[Items listed in a dataset]

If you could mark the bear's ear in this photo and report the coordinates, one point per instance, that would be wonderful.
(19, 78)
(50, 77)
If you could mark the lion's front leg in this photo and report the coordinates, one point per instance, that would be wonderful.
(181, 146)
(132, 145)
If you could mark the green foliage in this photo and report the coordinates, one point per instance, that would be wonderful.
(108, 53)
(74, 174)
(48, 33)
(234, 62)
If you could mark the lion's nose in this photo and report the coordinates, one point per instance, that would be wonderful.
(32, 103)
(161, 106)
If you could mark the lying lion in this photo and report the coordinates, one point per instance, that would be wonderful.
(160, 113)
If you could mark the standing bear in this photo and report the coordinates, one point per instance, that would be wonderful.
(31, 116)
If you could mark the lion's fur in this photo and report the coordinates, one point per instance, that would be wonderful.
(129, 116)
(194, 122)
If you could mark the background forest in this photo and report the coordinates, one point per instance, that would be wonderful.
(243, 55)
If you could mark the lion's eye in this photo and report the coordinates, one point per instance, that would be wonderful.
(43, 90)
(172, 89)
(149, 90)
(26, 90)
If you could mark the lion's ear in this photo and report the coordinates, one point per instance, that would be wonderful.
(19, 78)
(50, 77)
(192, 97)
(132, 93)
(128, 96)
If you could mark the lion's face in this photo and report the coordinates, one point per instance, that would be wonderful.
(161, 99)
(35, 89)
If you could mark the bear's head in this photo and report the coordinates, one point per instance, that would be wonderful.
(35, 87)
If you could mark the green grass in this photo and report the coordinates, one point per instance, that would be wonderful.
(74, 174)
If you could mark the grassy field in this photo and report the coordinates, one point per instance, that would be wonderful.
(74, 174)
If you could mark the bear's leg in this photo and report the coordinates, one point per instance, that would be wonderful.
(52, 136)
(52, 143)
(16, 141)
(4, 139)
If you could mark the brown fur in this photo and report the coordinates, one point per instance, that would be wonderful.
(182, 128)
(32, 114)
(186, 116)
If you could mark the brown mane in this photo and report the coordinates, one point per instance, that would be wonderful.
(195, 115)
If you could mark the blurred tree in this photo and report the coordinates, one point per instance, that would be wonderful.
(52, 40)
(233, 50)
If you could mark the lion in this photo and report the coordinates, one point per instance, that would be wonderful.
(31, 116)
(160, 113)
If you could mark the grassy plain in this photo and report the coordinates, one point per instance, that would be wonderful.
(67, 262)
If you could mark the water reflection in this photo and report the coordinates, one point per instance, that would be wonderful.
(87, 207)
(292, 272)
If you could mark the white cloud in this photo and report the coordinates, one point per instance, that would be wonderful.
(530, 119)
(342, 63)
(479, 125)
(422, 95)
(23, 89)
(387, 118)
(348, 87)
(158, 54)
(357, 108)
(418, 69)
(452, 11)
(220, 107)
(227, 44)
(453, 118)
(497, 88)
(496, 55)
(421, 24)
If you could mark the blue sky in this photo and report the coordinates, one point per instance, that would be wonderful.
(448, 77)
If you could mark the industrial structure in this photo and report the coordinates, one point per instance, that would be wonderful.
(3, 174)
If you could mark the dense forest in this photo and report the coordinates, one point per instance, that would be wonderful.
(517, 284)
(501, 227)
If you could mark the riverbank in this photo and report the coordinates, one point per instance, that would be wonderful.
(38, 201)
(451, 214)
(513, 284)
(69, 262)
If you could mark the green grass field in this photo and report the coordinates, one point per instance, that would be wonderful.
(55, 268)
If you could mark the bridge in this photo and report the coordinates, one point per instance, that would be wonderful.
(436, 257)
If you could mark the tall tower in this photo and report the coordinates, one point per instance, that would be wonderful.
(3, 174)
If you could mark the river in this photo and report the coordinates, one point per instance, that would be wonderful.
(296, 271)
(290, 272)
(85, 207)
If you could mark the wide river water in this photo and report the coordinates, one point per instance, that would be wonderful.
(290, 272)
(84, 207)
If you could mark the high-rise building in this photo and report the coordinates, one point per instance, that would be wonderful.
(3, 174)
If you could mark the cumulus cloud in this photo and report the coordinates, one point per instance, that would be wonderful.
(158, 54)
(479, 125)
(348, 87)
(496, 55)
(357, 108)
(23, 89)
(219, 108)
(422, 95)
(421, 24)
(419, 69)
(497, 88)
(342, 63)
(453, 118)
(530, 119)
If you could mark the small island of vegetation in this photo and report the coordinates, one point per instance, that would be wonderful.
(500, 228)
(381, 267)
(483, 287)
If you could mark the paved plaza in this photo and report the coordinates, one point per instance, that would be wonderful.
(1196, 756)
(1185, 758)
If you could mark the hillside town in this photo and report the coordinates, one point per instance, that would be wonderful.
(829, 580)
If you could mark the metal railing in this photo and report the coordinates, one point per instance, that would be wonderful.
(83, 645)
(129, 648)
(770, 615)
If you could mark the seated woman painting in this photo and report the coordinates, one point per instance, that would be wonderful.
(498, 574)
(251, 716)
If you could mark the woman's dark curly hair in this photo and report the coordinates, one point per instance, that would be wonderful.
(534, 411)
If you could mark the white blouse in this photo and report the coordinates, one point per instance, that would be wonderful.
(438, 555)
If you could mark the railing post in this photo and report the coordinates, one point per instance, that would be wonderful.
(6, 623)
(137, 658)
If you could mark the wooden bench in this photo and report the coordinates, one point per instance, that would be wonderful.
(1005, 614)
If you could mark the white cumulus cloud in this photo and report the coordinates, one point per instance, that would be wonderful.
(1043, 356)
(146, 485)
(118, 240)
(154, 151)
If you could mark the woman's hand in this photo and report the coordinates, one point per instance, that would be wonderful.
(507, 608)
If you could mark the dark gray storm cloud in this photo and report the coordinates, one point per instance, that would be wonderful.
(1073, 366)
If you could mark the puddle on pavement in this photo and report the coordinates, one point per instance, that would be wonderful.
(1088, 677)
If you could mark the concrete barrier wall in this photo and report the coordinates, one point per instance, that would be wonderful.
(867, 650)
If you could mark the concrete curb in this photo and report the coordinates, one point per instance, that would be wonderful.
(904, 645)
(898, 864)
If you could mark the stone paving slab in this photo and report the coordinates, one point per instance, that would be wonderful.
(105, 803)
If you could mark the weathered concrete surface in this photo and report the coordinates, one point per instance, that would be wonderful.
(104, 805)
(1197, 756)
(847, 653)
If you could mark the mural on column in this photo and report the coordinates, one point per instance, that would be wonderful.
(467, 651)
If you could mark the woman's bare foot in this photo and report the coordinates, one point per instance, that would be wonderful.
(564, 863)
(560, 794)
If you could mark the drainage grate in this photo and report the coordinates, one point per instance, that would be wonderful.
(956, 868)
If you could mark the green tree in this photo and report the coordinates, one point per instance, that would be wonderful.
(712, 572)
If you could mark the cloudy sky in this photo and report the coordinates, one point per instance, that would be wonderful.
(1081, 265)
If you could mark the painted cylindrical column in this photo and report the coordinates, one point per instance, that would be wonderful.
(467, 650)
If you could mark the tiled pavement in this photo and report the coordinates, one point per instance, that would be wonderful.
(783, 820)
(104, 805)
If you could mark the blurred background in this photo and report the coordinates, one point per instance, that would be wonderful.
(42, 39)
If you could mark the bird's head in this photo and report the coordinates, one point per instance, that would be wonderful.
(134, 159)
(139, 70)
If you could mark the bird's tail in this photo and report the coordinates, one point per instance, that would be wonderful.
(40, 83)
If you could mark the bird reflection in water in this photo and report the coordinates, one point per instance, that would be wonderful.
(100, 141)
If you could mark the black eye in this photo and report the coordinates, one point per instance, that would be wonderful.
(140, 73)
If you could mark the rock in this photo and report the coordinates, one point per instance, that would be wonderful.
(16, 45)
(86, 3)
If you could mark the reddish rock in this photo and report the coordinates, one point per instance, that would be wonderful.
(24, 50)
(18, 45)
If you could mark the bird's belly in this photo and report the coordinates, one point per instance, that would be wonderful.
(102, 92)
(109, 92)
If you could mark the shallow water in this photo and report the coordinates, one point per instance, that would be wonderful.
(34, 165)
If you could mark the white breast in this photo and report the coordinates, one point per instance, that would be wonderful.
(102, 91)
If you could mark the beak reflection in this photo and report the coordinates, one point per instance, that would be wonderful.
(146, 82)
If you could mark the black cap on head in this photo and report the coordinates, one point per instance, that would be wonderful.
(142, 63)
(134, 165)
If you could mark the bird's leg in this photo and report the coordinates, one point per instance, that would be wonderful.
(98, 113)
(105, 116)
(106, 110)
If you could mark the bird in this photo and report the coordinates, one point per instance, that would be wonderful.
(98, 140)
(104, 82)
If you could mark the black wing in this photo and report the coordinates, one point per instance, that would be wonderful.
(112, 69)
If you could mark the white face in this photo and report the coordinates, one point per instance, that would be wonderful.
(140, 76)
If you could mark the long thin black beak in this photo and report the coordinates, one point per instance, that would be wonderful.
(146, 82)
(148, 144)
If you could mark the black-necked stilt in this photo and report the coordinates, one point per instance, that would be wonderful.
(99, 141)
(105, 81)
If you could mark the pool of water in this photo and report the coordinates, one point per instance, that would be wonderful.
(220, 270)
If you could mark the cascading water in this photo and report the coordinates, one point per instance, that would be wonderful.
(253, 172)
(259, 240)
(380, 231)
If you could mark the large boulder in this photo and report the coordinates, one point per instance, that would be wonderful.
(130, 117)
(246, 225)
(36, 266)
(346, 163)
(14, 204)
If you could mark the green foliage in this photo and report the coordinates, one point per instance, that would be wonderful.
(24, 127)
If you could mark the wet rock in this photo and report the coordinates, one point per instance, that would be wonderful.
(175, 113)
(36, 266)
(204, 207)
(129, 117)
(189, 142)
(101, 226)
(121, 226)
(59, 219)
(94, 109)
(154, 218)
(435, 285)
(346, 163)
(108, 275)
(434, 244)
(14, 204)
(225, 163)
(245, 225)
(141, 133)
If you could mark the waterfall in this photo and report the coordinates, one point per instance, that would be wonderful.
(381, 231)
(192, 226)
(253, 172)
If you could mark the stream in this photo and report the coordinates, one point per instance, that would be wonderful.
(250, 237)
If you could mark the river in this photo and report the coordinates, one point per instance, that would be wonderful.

= What to do =
Copy out the listing from the line holding "If you could mark the cascading" through its last line, inclusive, keeping the requests. Shift every coordinate in the answers by adding 79 to both numbers in each pair.

= Response to this exercise =
If you could mark the cascading water in this photo and report the coordinates, one point per instance, that would be wonderful.
(332, 251)
(338, 319)
(459, 310)
If you could mark the large boulder in this photo and report the coordinates, one point per instance, that would be wonderful.
(209, 196)
(325, 304)
(115, 345)
(425, 242)
(93, 283)
If you could mark the green foliage in this photo and report the coordinates, one point per instance, that would be wonderful.
(103, 206)
If you could mark the wet rock in this photo and report the coordinates, one point per instance, that would be wonderful.
(254, 192)
(115, 345)
(283, 286)
(208, 196)
(268, 221)
(180, 305)
(200, 305)
(138, 298)
(173, 188)
(233, 297)
(514, 364)
(425, 242)
(187, 354)
(513, 323)
(93, 283)
(304, 242)
(324, 304)
(220, 212)
If you could mark the waterfall in this photo and report the coordinates, one point per instance, that would be wonderful.
(460, 310)
(271, 305)
(332, 251)
If you could mark the stream in this photo and report the coordinates, one point per instance, that would be wonderful.
(329, 316)
If you could mark the river in this photo and report the coordinates, one point per instance, that would be wonderful.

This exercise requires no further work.